**Task to complete**
Send back the records exactly as written, with no images.
>>
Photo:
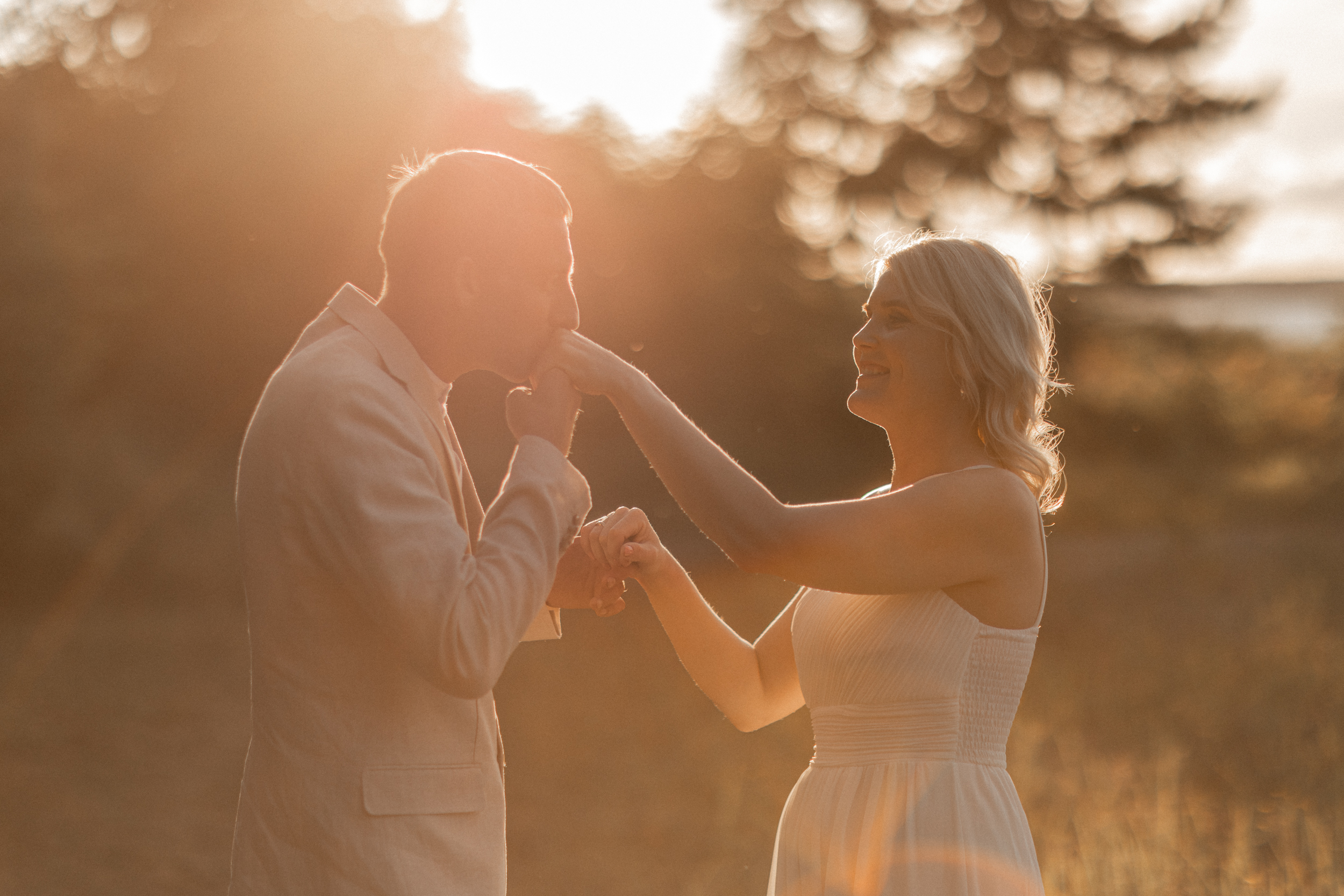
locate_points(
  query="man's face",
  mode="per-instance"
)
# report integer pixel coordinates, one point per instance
(527, 300)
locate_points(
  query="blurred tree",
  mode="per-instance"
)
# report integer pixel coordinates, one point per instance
(947, 113)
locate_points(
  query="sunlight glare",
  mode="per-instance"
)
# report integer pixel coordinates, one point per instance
(644, 62)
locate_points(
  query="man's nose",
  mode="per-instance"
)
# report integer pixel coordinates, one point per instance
(565, 313)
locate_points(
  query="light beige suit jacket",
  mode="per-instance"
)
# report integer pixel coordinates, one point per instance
(382, 609)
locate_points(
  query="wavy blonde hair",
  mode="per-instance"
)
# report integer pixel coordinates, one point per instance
(1002, 346)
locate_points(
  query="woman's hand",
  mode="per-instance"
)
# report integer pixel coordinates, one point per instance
(592, 369)
(625, 540)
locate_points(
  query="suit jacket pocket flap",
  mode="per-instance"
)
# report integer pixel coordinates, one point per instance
(423, 790)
<<
**The completed task**
Photo:
locate_points(
  query="man's face",
  mode="per-instance"
)
# report integer pixel coordinates, one point per instance
(527, 300)
locate_points(
  query="blurred tree",
  mode="per-instance"
)
# report integer pixel coordinates, one point per instance
(947, 113)
locate_points(
  query="sunlight glare",
  mode="per-instance"
)
# report integer pixel coordinates, one point per instance
(644, 62)
locate_points(
  query="man's nose",
  mode="per-instance"
)
# report integer pixel coordinates, one point per instance
(565, 313)
locate_points(
  query="light beige suit jacket",
  mode="per-instance"
)
# report integer pixel coordinates, one point per instance
(382, 609)
locate_points(
  query="wavy blonde hair",
  mode="per-instance"
)
# report integer pixel coordinates, one point per instance
(1002, 346)
locate_points(
  query="woman's hand",
  mode="per-instance"
)
# report integer pixel coordinates, one point per instance
(592, 369)
(625, 540)
locate_points(
  query="suit jacket pocket flap",
  mode="per-instance"
)
# report integer pixel coordinates, one point per instance
(423, 790)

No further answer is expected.